# [WRITTEN REQUEST]
Go through the entries and transcribe each one exactly, dropping the pictures.

# [INPUT]
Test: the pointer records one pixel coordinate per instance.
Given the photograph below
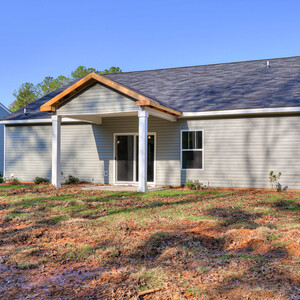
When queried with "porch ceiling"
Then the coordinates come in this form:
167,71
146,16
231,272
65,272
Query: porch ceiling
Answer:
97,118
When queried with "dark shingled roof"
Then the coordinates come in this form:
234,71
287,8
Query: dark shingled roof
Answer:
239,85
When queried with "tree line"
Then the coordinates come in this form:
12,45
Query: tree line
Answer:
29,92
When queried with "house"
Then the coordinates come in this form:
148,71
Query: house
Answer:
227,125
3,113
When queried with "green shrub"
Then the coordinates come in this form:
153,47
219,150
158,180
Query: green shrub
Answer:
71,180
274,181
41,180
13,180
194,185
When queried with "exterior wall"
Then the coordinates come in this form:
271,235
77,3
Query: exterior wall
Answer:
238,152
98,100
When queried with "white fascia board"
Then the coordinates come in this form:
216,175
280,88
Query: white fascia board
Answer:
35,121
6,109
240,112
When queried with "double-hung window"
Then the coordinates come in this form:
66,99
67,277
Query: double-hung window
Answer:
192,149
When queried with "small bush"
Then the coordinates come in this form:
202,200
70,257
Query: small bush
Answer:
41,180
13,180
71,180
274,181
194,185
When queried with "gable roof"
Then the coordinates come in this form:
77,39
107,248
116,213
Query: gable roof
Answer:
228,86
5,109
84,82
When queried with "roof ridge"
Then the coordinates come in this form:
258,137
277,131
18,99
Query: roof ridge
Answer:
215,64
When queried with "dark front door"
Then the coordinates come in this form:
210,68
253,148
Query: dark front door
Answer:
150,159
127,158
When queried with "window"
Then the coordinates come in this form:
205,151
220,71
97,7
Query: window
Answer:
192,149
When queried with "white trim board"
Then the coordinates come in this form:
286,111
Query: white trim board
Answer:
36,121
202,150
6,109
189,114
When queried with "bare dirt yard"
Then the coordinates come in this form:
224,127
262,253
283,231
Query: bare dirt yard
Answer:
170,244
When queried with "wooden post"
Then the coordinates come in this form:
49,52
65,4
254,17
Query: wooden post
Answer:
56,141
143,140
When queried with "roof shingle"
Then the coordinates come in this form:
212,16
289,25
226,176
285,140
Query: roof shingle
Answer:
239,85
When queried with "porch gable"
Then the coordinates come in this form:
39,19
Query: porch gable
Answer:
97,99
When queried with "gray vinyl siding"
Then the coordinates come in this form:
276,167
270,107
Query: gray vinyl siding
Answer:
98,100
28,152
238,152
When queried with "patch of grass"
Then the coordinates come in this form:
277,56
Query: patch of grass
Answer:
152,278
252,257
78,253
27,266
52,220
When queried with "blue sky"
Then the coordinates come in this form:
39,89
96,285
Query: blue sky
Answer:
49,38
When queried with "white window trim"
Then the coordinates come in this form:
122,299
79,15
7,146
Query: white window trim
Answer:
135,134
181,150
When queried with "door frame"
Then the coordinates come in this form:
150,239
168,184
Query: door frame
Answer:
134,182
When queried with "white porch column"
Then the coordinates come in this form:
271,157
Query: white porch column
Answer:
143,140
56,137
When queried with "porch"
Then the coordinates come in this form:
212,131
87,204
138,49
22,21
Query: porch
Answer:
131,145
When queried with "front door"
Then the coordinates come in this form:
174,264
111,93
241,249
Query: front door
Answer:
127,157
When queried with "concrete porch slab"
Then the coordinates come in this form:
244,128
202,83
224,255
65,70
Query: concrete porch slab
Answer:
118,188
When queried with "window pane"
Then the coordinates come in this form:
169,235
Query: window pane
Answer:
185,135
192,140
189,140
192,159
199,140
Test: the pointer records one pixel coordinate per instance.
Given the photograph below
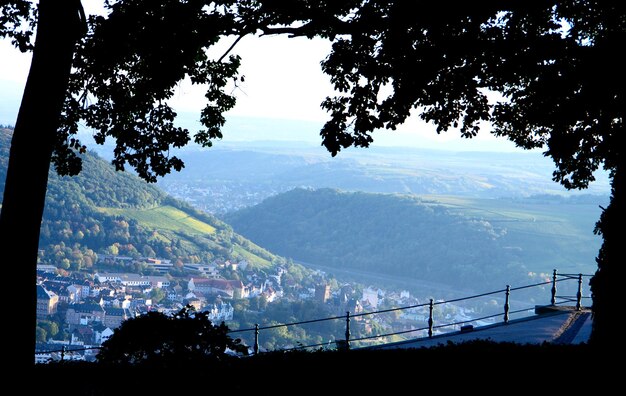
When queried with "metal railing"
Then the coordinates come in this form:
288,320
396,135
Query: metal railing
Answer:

# [SOLUTION FOR THIS TASK]
Test: the pointer records one pixel coordinate per instance.
Given the photograph below
When queried with "porch ceiling"
Then the coordinates come in this form:
167,71
146,16
231,272
65,272
Query: porch ceiling
Answer:
97,118
When queried with "dark shingled roof"
Then the coordinates come in this form:
234,71
287,8
Query: dark shingled roof
Answer:
239,85
When queried with "tree line"
Then the coordinates come in this form:
12,45
Query: tree line
Answer:
29,92
When queried with "house"
Then the coordinates come in this form:
148,71
Query: house
Answer:
227,125
3,113
When queried with "green shrub"
Then the coordinates come in this form:
153,47
219,150
158,180
Query: green shrub
Answer:
71,180
274,181
41,180
13,180
194,185
When queried with "exterior wall"
Then the coordinates come in this form:
271,235
77,3
Query: exterior wall
Answer:
238,152
98,100
When queried with "white fascia board"
Then the coordinates come in this form:
216,175
280,88
Query: white fascia board
Answer:
35,121
6,109
240,112
When queried with "double-hung window"
Then the coordinates come in this form:
66,99
67,277
Query: double-hung window
Answer:
192,149
When queried with "small bush"
Then the coordinates come in this form:
202,200
70,257
Query: small bush
Answer:
41,180
13,180
71,180
274,181
194,185
When queried with "gable roof"
Then the coordinates come in this form:
77,39
107,248
116,213
Query: gable roof
Answer:
228,86
5,109
84,82
When queried with "roof ridge"
Then the coordinates come in this form:
258,137
277,131
18,99
Query: roof ridge
Answer:
215,64
When queried with "dark front door"
Then the coordinates come in this form:
210,68
253,148
Query: dark front door
Answer:
150,159
127,158
When queried with "window"
Then the coordinates come in this form:
205,151
220,71
97,7
Query: window
Answer:
192,149
When queried with "white trim board"
Then the coordinates come in this form:
286,111
Query: white trim board
Answer:
36,121
202,150
6,109
189,114
When queried with "bare dirt yard"
Then the coordinates come in this form:
224,127
262,253
283,231
Query: bare dirt yard
Answer:
170,244
When queried with "wooden post"
Then the coordinates come in this form:
49,52
65,4
254,17
Query: wooden post
Answer:
56,141
143,140
When queried with "roof shingle"
Then the coordinates come in this form:
212,16
289,25
226,176
285,140
Query: roof shingle
Answer:
239,85
When queried with "porch gable"
Then the coordinates come in this form:
39,19
Query: porch gable
Answer:
97,99
When queried with "gray vinyl siding"
Then the coordinates come in this form:
276,167
270,107
Query: gray vinyl siding
Answer:
98,100
28,152
238,152
When queried with "patch of grass"
Then the coordinates come in this form:
277,56
Query: patch of grass
Answer:
152,278
252,257
78,253
27,266
52,220
When queried with "blue sky"
Then the coordinates come in this form:
39,89
96,285
Query: blue sky
Answer:
49,38
When queried with "white window trim"
Then the coordinates come in this form:
122,299
79,15
7,146
Query: white window trim
Answer:
135,134
181,150
When queried with "door frame"
Then the coordinates come in this form:
150,239
168,184
Query: door frame
Answer:
134,182
When queried with "white porch column"
Then the coordinates come in this form:
271,157
Query: white porch column
Answer:
143,140
56,137
When queried with "porch"
Then the coordinates come in this form:
212,131
87,204
138,49
22,21
Query: porch
Answer:
131,145
When queried with "front door"
Then the coordinates come in this form:
174,264
111,93
241,249
Query: front door
Answer:
127,157
When queried with "concrete porch slab"
Then the coordinates come in this form:
244,128
202,83
224,255
65,70
Query: concrete porch slab
Answer:
118,188
When queried with "window pane"
Then the coordinates come in this form:
169,235
Query: window pane
Answer:
185,135
192,140
189,140
192,159
199,140
Test: the pointer records one pixel coordinate per instance.
Given the photograph below
When queried with "metal railing"
Then the coordinates come in this form:
288,320
396,135
Query: metal railing
Answer:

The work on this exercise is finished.